DIRECTION ::
Copy the following lines without any changes, covering every item.

DATA TO PROCESS ::
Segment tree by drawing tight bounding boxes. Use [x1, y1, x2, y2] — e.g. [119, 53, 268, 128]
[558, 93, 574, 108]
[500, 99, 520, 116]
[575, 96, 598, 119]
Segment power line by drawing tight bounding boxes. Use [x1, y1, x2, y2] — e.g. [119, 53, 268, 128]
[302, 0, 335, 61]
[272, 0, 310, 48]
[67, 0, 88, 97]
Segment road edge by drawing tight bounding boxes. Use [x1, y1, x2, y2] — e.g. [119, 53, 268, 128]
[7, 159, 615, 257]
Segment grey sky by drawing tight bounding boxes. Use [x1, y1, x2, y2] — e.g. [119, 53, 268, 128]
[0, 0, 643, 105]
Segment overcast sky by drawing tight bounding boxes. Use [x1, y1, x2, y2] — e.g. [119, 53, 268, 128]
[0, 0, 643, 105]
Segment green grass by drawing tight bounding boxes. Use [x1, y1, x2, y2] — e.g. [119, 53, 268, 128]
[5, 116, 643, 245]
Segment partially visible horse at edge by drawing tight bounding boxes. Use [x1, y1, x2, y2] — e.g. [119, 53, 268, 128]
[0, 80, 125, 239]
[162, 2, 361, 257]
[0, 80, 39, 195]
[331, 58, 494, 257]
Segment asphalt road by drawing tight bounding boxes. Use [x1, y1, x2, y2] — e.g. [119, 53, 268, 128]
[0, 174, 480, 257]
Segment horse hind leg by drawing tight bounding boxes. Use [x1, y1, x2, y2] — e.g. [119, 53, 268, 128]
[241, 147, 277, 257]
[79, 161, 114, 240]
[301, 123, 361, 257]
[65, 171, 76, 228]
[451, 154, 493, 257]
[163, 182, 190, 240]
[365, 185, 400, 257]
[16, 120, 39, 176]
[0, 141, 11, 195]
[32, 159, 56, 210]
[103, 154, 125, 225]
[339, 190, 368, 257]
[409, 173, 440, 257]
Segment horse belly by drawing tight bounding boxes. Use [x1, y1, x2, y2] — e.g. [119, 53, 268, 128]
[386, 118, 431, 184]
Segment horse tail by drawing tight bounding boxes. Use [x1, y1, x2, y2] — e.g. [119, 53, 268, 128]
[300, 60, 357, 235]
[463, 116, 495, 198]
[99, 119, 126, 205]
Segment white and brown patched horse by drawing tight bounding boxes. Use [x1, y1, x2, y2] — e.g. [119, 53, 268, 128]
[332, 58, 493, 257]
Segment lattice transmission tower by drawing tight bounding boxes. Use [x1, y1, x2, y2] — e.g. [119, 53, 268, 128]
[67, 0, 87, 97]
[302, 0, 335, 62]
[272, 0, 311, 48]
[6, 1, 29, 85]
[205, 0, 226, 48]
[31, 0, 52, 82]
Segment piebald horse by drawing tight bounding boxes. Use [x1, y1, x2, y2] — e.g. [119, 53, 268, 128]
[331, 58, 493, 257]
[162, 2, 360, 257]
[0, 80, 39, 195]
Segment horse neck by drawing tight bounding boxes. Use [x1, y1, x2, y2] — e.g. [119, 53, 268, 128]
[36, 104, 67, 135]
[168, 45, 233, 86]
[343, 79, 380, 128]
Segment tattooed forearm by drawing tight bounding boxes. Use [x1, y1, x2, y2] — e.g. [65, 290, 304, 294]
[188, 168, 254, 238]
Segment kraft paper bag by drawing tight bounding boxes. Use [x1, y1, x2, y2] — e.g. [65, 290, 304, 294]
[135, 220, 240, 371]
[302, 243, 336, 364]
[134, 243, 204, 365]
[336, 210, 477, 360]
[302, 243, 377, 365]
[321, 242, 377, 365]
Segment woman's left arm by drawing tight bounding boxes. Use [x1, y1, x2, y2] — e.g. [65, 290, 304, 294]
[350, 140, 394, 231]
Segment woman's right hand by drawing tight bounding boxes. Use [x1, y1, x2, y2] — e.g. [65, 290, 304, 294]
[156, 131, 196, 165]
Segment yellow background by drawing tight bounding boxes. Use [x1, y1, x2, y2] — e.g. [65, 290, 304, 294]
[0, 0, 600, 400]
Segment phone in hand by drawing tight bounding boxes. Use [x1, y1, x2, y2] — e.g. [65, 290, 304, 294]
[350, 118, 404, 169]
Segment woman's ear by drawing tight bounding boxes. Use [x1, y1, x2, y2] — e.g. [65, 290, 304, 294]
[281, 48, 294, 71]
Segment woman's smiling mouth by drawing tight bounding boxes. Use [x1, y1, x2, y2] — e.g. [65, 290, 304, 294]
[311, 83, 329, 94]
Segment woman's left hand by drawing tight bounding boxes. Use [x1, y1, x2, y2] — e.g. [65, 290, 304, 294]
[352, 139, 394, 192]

TASK ANSWER ::
Segment tree by drawing tight bounding boxes. Use [x1, y1, x2, y2] — e.g. [119, 53, 268, 128]
[558, 93, 574, 108]
[500, 99, 520, 116]
[575, 96, 598, 119]
Segment power line by drawing tight bounding boxes. Use [x1, y1, x2, y2] — e.g. [119, 53, 268, 128]
[302, 0, 335, 61]
[272, 0, 310, 48]
[67, 0, 88, 97]
Segment road edge by drawing tight bounding boxes. Use [x1, y1, x2, y2] — e.g. [119, 53, 268, 128]
[7, 159, 615, 257]
Segment grey sky by drawing tight bounding boxes. Use [x1, y1, x2, y2] — e.g. [119, 53, 268, 128]
[0, 0, 643, 105]
Segment overcast sky by drawing tight bounding boxes. Use [x1, y1, x2, y2] — e.g. [119, 53, 268, 128]
[0, 0, 643, 105]
Segment green grass by drawing tight bounding boxes. Use [x1, y1, x2, y2] — e.g. [119, 53, 268, 128]
[5, 116, 643, 245]
Segment partially visible horse at edge by drawing tight bounding boxes. Use [x1, y1, x2, y2] — e.g. [119, 53, 268, 128]
[0, 80, 125, 239]
[162, 2, 361, 257]
[0, 80, 39, 195]
[331, 58, 494, 257]
Segment asphalt road by drawing tight bounding boxes. Use [x1, y1, x2, y2] — e.g. [119, 53, 268, 128]
[0, 174, 480, 257]
Segment horse hind leg by drawing tight bounding boxes. Use [x1, y1, x2, y2] — e.g. [119, 53, 268, 128]
[241, 147, 277, 257]
[79, 161, 114, 240]
[301, 123, 361, 257]
[65, 171, 76, 228]
[451, 154, 493, 257]
[163, 182, 190, 240]
[365, 185, 400, 257]
[16, 120, 39, 176]
[0, 141, 11, 195]
[32, 159, 56, 210]
[103, 154, 125, 225]
[339, 190, 368, 257]
[409, 173, 440, 257]
Segment horse belly by drawing tight bounding boxes. Use [x1, y1, x2, y2] — e.g. [119, 53, 268, 128]
[386, 118, 431, 184]
Segment horse tail by drawing tight bounding boxes. Use [x1, y1, x2, y2] — e.g. [119, 53, 268, 128]
[300, 60, 357, 235]
[463, 116, 495, 198]
[99, 119, 126, 205]
Segment white and brown patched horse by drawing tight bounding boxes. Use [x1, y1, x2, y2] — e.g. [119, 53, 268, 128]
[332, 58, 493, 257]
Segment lattice transmission tower by drawing tight bounding boxes. Use [x1, y1, x2, y2] — e.g. [119, 53, 268, 128]
[67, 0, 87, 97]
[302, 0, 335, 62]
[272, 0, 311, 48]
[6, 1, 29, 85]
[205, 0, 226, 48]
[31, 0, 52, 82]
Segment piebald horse by drawing tight bounding boxes. Use [x1, y1, x2, y2] — e.g. [119, 53, 268, 128]
[331, 58, 493, 257]
[162, 2, 360, 257]
[0, 80, 39, 195]
Segment horse neck by drawing tight bounding boxes. Use [x1, y1, x2, y2] — e.g. [119, 53, 268, 128]
[36, 104, 67, 135]
[168, 45, 233, 86]
[343, 79, 380, 128]
Segment tattooed forearm by drawing tight bounding boxes. Use [x1, y1, x2, y2] — e.g. [65, 290, 304, 294]
[188, 168, 254, 238]
Segment kraft paper bag by drawing tight bounding boxes. Use [x1, y1, x2, y2] — e.g. [65, 290, 304, 294]
[135, 220, 240, 371]
[302, 243, 336, 364]
[134, 243, 204, 365]
[336, 210, 477, 360]
[302, 243, 377, 365]
[321, 242, 377, 365]
Segment woman's left arm by drawing tight bounding boxes. Use [x1, y1, x2, y2] — e.g. [65, 290, 304, 294]
[350, 140, 394, 231]
Segment woman's right hand by drawing tight bounding boxes. Use [x1, y1, x2, y2] — e.g. [65, 290, 304, 294]
[156, 131, 196, 165]
Segment yellow background by drawing tight bounding boxes. Use [x1, y1, x2, y2] — e.g. [65, 290, 304, 294]
[0, 0, 600, 400]
Segment phone in hand by drawing tight bounding boxes. Use [x1, y1, x2, y2] — e.g. [65, 290, 304, 294]
[350, 118, 404, 169]
Segment woman's ear by drawing tight bounding boxes. Use [x1, y1, x2, y2] — e.g. [65, 290, 304, 294]
[281, 48, 294, 71]
Segment woman's smiling mouth by drawing tight bounding boxes. Use [x1, y1, x2, y2] — e.g. [65, 290, 304, 294]
[311, 83, 329, 94]
Segment woman's left hand by drawing tight bounding boxes. Use [x1, y1, x2, y2] — e.g. [65, 290, 304, 294]
[352, 139, 394, 192]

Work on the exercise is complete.